_INPUT ROWS_.
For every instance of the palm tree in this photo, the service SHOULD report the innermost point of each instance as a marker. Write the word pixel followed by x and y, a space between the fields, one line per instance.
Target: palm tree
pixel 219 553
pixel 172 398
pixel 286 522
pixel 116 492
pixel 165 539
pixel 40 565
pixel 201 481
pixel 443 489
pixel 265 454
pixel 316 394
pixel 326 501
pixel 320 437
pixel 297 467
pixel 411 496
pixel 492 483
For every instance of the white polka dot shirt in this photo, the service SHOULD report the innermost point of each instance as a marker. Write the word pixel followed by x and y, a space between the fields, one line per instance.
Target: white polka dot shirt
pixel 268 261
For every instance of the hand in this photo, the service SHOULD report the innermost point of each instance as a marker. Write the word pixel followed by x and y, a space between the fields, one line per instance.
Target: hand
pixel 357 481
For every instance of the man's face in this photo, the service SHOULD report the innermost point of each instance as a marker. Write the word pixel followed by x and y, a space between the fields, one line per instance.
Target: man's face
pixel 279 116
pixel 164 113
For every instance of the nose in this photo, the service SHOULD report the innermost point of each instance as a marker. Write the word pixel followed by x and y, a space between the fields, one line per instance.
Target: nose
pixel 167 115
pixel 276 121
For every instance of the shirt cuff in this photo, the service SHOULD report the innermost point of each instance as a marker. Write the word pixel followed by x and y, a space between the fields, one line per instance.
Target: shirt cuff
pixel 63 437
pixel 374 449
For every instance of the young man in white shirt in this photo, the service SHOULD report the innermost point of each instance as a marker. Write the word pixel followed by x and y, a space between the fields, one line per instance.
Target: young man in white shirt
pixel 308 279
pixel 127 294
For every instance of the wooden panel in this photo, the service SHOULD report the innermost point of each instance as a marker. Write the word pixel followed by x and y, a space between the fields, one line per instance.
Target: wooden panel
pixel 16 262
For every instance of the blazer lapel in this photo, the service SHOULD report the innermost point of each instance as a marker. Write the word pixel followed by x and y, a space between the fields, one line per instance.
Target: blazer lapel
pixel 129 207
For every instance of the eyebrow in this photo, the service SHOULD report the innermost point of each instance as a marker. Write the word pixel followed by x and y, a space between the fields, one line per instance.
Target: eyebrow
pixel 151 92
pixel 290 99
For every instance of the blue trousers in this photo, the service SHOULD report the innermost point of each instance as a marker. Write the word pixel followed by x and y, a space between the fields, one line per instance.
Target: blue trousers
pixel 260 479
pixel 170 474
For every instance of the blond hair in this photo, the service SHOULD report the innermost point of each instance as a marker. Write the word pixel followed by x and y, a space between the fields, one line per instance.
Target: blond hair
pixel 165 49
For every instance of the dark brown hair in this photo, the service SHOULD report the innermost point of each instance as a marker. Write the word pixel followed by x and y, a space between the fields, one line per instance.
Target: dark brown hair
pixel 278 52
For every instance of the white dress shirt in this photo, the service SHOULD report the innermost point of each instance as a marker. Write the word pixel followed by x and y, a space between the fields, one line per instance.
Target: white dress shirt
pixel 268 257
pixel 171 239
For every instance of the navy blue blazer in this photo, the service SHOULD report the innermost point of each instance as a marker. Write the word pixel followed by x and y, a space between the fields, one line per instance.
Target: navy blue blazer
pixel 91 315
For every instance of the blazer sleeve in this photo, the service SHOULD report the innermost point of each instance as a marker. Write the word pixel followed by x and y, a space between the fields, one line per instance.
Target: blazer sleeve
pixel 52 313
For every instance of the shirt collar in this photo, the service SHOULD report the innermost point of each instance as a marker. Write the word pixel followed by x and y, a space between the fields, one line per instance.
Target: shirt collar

_TASK DETAILS_. Copy every one of the lines above without changing anything.

_THE SOLUTION_.
For every instance of the palm tree in this photo, the service SHOULD report the innermost point of each instance as a marker. Write the word pixel followed by x and y, a space between the fields, one line per instance.
Target: palm tree
pixel 219 553
pixel 172 398
pixel 286 522
pixel 116 492
pixel 165 539
pixel 40 565
pixel 201 481
pixel 443 489
pixel 265 454
pixel 316 394
pixel 326 501
pixel 320 437
pixel 297 467
pixel 411 496
pixel 492 483
For every instance of the white polka dot shirt in this photo, the service SHOULD report the innermost point of each instance as a marker. Write the word pixel followed by x and y, a space between the fields, one line per instance.
Target: white polka dot shirt
pixel 268 261
For every instance of the hand in this photo, the service SHOULD report the innermost point of each instance as a marker. Write the word pixel followed by x and y, a space between the fields, one line per instance.
Target: hand
pixel 357 481
For every instance of the man's face in this photo, the service SHOULD report the innermost point of each instance as a marker. Write the word pixel followed by x and y, a space between the fields, one line per instance.
Target: man's face
pixel 279 116
pixel 164 113
For every instance of the nose in this photo, the service SHOULD report the innermost point of each instance as a marker. Write the word pixel followed by x and y, a space between the fields, one line per instance.
Target: nose
pixel 167 115
pixel 276 121
For every instance of the shirt cuff in this photo, the service SHOULD report the innermost point of each instance as a marker. Write the word pixel followed by x and y, a space between the fields, one line per instance.
Target: shirt cuff
pixel 63 437
pixel 374 449
For every instance of the young man in white shirt in this photo, the service SHOULD report the innermost point of each instance as a marker. Write the word pixel followed by x and y, a space between the fields, one line per instance.
Target: young man in white shirt
pixel 308 279
pixel 127 294
For every instance of the wooden panel in this photo, the service SHOULD report the innermost point of each instance as a marker. Write the word pixel followed by x and y, a space between the fields, one line per instance.
Target: wooden panel
pixel 16 262
For every instance of the blazer lapel in this photo, the service SHOULD report the innermost point of each instance as a marker. Write the word pixel followed by x and y, a space between the fields, one line per instance.
Target: blazer lapel
pixel 129 207
For every instance of the eyebrow in this photo, the service SHOULD report the innermost point of each instance as a marker. Write the word pixel followed by x and y, a space between the fields, one line per instance.
Target: eyebrow
pixel 151 92
pixel 290 99
For every instance of the blue trousers in this photo, the service SHOULD report the innermost point of each instance as a marker. Write the word pixel followed by x and y, a space between the fields, one line per instance.
Target: blue trousers
pixel 260 479
pixel 170 474
For every instance of the blond hair in this photo, the service SHOULD report the innermost point of each instance as a marker. Write the word pixel followed by x and y, a space between the fields, one line per instance.
Target: blond hair
pixel 165 49
For every instance of the dark brown hair in this photo, the service SHOULD report the innermost point of each instance as a marker. Write the word pixel followed by x and y, a space between the fields, one line per instance.
Target: dark brown hair
pixel 278 52
For every instance of the white dress shirt in this photo, the service SHOULD report the innermost point of each instance as a marker. Write the word pixel followed by x and y, a space between the fields, one line per instance.
Target: white dress shirt
pixel 268 257
pixel 171 239
For every instance of the navy blue blazer in this photo, the service SHOULD report the innermost point of each instance as a marker. Write the word pixel followed by x and y, a space between the fields, one line per instance.
Target: navy blue blazer
pixel 91 315
For every instance of the blazer sleeve in this photo, the service SHOULD report the innermost point of each instance as a marker. Write the word pixel followed by x and y, a space between the fields, one line per instance.
Target: blazer sleeve
pixel 52 313
For every instance of the shirt collar in this photo, the service SHOULD report the innermost point of each instance as a marker. Write the word pixel followed by x and y, a space between the fields, one line per instance.
Target: shirt collar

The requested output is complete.